REQUIREMENTS
Write out the data below word for word, leaving out the pictures.

EXTRACTED RECORDS
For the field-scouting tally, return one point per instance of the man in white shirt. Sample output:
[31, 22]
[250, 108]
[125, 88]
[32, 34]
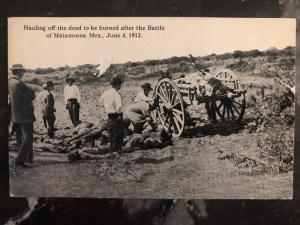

OUTPUT OF THE EXERCISE
For the field-scouting tally, return one point per instance of the man in white shirt. Sample output:
[31, 22]
[250, 108]
[125, 88]
[32, 34]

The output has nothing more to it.